#### Records shown
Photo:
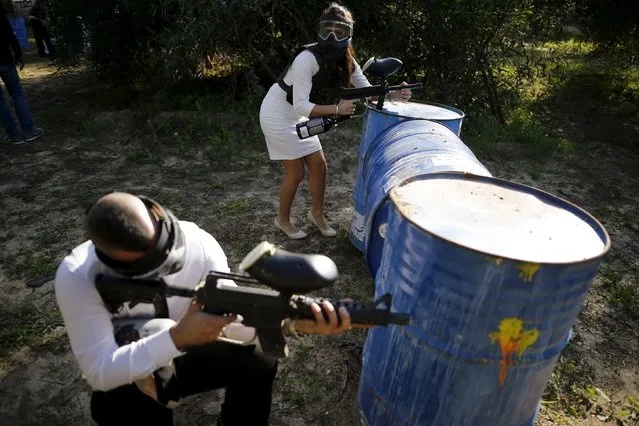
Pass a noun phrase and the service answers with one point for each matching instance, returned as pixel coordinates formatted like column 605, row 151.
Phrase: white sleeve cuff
column 161, row 348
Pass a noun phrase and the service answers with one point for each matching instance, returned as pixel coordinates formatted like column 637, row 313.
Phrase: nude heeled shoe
column 328, row 232
column 292, row 235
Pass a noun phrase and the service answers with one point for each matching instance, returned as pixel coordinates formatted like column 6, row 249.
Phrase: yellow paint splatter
column 496, row 260
column 528, row 270
column 512, row 339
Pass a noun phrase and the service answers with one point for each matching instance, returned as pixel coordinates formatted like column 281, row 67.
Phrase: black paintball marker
column 381, row 68
column 286, row 274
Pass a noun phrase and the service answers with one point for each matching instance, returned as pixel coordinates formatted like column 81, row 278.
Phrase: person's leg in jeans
column 7, row 119
column 246, row 375
column 127, row 405
column 11, row 80
column 248, row 378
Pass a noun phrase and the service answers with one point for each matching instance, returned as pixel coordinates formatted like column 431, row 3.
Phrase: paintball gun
column 286, row 273
column 381, row 68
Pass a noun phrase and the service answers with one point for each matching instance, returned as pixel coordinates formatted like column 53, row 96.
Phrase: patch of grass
column 233, row 206
column 569, row 394
column 623, row 294
column 523, row 136
column 25, row 325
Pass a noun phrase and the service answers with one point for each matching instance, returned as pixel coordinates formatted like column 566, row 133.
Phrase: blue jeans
column 11, row 79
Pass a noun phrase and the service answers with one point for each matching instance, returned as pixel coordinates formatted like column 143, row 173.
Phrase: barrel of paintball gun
column 360, row 313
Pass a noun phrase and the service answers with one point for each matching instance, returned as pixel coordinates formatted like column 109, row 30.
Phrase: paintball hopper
column 383, row 67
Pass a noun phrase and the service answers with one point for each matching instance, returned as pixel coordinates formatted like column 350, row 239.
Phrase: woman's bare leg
column 317, row 185
column 294, row 175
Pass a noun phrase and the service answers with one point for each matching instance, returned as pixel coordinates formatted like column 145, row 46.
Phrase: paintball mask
column 333, row 36
column 166, row 257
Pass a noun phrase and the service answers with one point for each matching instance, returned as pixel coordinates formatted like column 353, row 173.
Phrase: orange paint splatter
column 528, row 270
column 512, row 339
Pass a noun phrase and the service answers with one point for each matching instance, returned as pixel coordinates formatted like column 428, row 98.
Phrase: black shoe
column 35, row 134
column 16, row 140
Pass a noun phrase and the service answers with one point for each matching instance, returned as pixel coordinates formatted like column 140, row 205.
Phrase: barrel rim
column 461, row 113
column 578, row 211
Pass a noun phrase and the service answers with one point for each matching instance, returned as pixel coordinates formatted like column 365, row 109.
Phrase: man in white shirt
column 135, row 237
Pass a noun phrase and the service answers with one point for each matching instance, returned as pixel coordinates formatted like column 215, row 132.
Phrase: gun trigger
column 386, row 298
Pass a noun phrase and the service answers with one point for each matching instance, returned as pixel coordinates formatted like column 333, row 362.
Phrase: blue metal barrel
########
Rewrite all the lines above, changing every "noun phrase" to "object name" and keeping everything else the same. Leave out the pictures.

Photo:
Pass a object name and the service answers with one point for each matching instance, returned as pixel coordinates formatted like column 605, row 151.
Phrase: white sleeve cuff
column 161, row 348
Pass a object name and the service answers with one point for each matching instance, returned as pixel coordinates formatted like column 637, row 313.
Phrase: nude heeled shoe
column 328, row 232
column 292, row 235
Pass a object name and the service answers with one point for each matching instance, returned as pixel coordinates formatted like column 6, row 249.
Phrase: yellow paint splatter
column 496, row 260
column 528, row 270
column 512, row 339
Pass a object name and the service answers with one point for each matching instance, returned as pixel coordinates formatted like column 281, row 67.
Phrase: black paintball marker
column 381, row 68
column 286, row 274
Pass a object name and the service answers with one point for each matching instance, returned as pixel coordinates formatted like column 81, row 278.
Phrase: person's leg in jeans
column 7, row 119
column 246, row 375
column 127, row 405
column 11, row 80
column 248, row 378
Pass a object name and the service answers with one point for each matching instance, returned as pixel coordinates formatted like column 431, row 3.
Phrase: paintball gun
column 286, row 273
column 381, row 68
Pass a object name and the service answers with one point for each matching instance, returned as pixel coordinates formatted like column 53, row 96.
Phrase: patch of grass
column 233, row 206
column 569, row 394
column 623, row 294
column 523, row 136
column 25, row 325
Pass a object name and the service answers with one point for each matching instance, returned as pixel coordinates formatted like column 566, row 133.
Phrase: blue jeans
column 11, row 79
Pass a object name and the service answers with one point for each matching instance, returned as pixel coordinates formatted like column 143, row 173.
Phrase: barrel of paintball gun
column 360, row 313
Pass a object name and the service answers with one point for each matching instance, returned as pixel coordinates formatted like column 109, row 30.
Phrase: paintball hopper
column 383, row 67
Pass a object name and the service answers with one point for each matching instance, returned as pixel coordinates formatted like column 350, row 239.
Phrase: woman's bare leg
column 317, row 185
column 294, row 175
Pass a object name and the service answers with one point for each matching instance, returned as pixel coordinates formatted like column 145, row 46.
Phrase: paintball mask
column 333, row 36
column 166, row 257
Pass a object name and the service answers with one point for each matching instance, returned as pixel coordinates formatted like column 353, row 173.
Phrase: orange paint splatter
column 528, row 270
column 512, row 339
Pass a object name and the service answers with one point for each matching instance, returned as pixel coordinates formatted like column 428, row 98.
Phrase: black shoe
column 35, row 134
column 16, row 140
Pass a object name and the service answers with one point for each matching instance, returned as pixel coordinates formatted like column 140, row 205.
Phrase: barrel rim
column 461, row 113
column 578, row 211
Pass a object name and the service answers with one point for each matching instance, returned as pixel coordinates formatted like column 365, row 109.
Phrase: man in white shirt
column 135, row 237
Pass a object name and the service answers with one point for each matching instance, returned as pixel coordinates formatted like column 215, row 132.
Phrase: gun trigger
column 386, row 298
Pass a object name and the service answers with one point for each matching instance, returned as pixel coordinates formatted like column 333, row 362.
Phrase: blue metal barrel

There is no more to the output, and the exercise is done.